Dans la mesure où la loi découle de l’exercice du pouvoir par les citoyens, que ce soit directement ou par des représentants, la liberté va effectivement de pair avec la loi : les citoyens sont libres en ce qu’ils décident librement du contenu des lois qui conditionnent ensuite leur comportement. Dès lors, la loi ne les contraint pas puisqu’elle est l’expression de leur volonté, de ce qu’ils veulent faire librement. Ainsi comprise, la liberté se caractérise en tant que « liberté publique », ou « liberté politique », par opposition à la liberté privée, tout particulièrement la liberté économique17. Lorsque nous parlons aujourd’hui de « liberté », c’est pourtant cette dernière que nous visons. Précisons encore que même si je ne m’intéresse ici qu’à la liberté publique, les deux formes de liberté ne sont pas mutuellement exclusives, la république se caractérisant par leur coexistence. En résumé, les citoyens sont libres politiquement en ce sens que les lois sont celles qu’ils ont voulues pour eux-mêmes.

Xerxès assimile cette liberté à la licence. Il estime que les citoyens qui se gouvernent eux-mêmes font en définitive des promesses en l’air qu’ils nomment des « lois ». En effet, si ceux qui se chargent de créer les lois et leur faire prendre effet sont ceux-là mêmes à qui elles s’appliquent, on peut de prime abord s’attendre à un dysfonctionnement dès lors que les exigences des lois deviennent pénibles à respecter. Si ceux qui sont soumis aux lois ne désirent plus les respecter et qu’ils sont aussi ceux qui les appliquent, il leur suffit de s’en délier. En ce cas, la liberté se réduit en effet à la licence et la république s’effondre sous la fraude qu’elle génère.

## Entrées de données
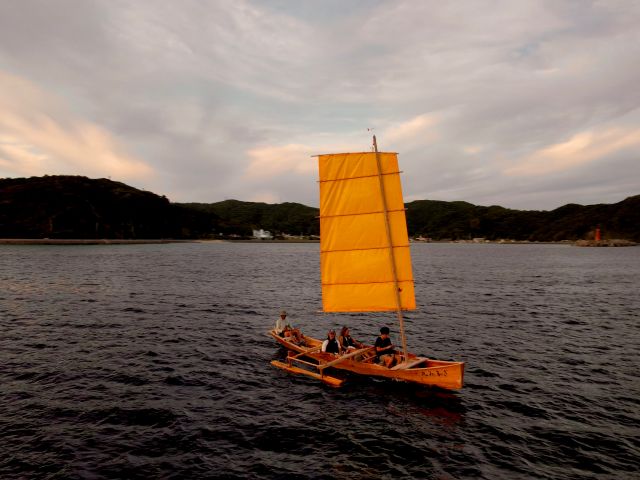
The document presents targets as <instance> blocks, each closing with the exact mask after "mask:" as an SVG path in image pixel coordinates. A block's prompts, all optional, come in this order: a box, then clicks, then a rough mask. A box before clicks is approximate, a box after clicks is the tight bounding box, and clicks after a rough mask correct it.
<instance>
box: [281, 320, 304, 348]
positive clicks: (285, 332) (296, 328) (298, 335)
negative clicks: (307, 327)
mask: <svg viewBox="0 0 640 480" xmlns="http://www.w3.org/2000/svg"><path fill="white" fill-rule="evenodd" d="M282 336H283V337H284V339H285V340H289V341H290V342H291V343H294V344H295V345H306V343H307V341H306V339H305V338H304V335H303V334H302V332H301V331H300V329H299V328H293V327H292V326H291V325H289V324H287V325H285V327H284V330H283V331H282Z"/></svg>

## Tâches à réaliser
**1.** Traduisez en anglais cette phrase de l’extrait sur la liberté politique : « En résumé, les citoyens sont libres politiquement en ce sens que les lois sont celles qu’ils ont voulues pour eux-mêmes. »
**2.** Recopiez le passage de l’extrait sur la liberté politique qui commence par « Xerxès assimile cette » et se poursuit jusqu’à « fraude qu’elle génère. ».
**3.** Poursuivez l’extrait sur la liberté politique après sa dernière phrase.

## Réponses
**1.** In short, citizens are politically free in the sense that the laws are those they have willed for themselves.

**2.**
Xerxès assimile cette liberté à la licence. Il estime que les citoyens qui se gouvernent eux-mêmes font en définitive des promesses en l’air qu’ils nomment des « lois ». En effet, si ceux qui se chargent de créer les lois et leur faire prendre effet sont ceux-là mêmes à qui elles s’appliquent, on peut de prime abord s’attendre à un dysfonctionnement dès lors que les exigences des lois deviennent pénibles à respecter. Si ceux qui sont soumis aux lois ne désirent plus les respecter et qu’ils sont aussi ceux qui les appliquent, il leur suffit de s’en délier. En ce cas, la liberté se réduit en effet à la licence et la république s’effondre sous la fraude qu’elle génère.

**3.**
Le raisonnement de Xerxès est toutefois erroné. Les lois engendrent pour ainsi dire leur propre soutien, ce qu’Hérodote cherche à souligner par l’expression « despote-loi ». Créer les lois a pour corollaire l’obéissance aux lois. Autrement dit, l’exercice du pouvoir engage la responsabilité de celui qui l’exerce, vis-à-vis de lui-même comme vis-à-vis d’autrui. De ce point de vue, être codécideur des lois au titre de citoyen engage à en être coresponsable. Ainsi, ne pas s’en tenir aux lois revient en principe à se trahir soi-même en tant que citoyen et à trahir l’ensemble des citoyens là où un sujet ne trahirait qu’une personne isolée, le despote. En admettant que Démarate soit dans le vrai, peu importe alors le caractère parfois pénible du respect des lois : la coresponsabilité des citoyens dans la loi est ce qui assure qu’ils la respecteront, et que leur liberté n’est pas la licence. On ne peut d’ailleurs parler selon l’usage de « dignité du citoyen » qu’en ce sens : être digne de la citoyenneté, c’est être digne de la responsabilité qu’il y a à être investi du pouvoir suprême, c’est-à-dire le pouvoir politique, et cette dignité se manifeste notamment dans la capacité à respecter les lois. C’est donc pour rester eux-mêmes que les Spartiates meurent par obéissance aux lois ; pour rester des citoyens, ce qui pour eux revenait à dire « des humains », plutôt que de devenir des sujets, à savoir le cheptel d’un despote. En fin de compte, nous voyons qu’il n’est ici pas tant question d’une éthique de l’obéissance aux lois que d’une authentique éthique de la responsabilité, seuls des humains libres de leurs décisions étant responsables18. De plus, une telle éthique est caractéristique de la république : en effet, le sujet d’un despote étant sous tutelle, il n’est responsable de rien.

La responsabilité est donc indissociable du pouvoir ; et le pouvoir politique échéant dans une république au citoyen, elle est indissociable de ce dernier, qui doit assumer les conséquences des décisions prises. Etre irresponsable, c’est être inconséquent. A l’inverse, une décision dénuée de conséquences et ne faisant aucune différence concrète n’engage pas de responsabilité et ne procède donc pas de l’exercice d’un pouvoir. Par exemple, décider quelque chose d’impossible ou de nécessaire n’est pas une décision qui engagerait quelque responsabilité, puisqu’elle ne change rien concrètement. Ainsi la guerre était-elle pour les Grecs une pratique de citoyens. Ceux qui prenaient la décision de la faire étaient ceux qui, ensuite, en payaient le prix en allant la conduire19. Par là, ils soulignaient le caractère indissociable de l’exercice du pouvoir, de la responsabilité et du fait d’assumer eux-mêmes les conséquences de leurs décisions. Parce qu’ils étaient les décideurs de la guerre, donc les responsables de cette dernière, ils en assumaient les conséquences, à savoir les risques liés à la pratique de la guerre, physiques et psychiques comme politiques.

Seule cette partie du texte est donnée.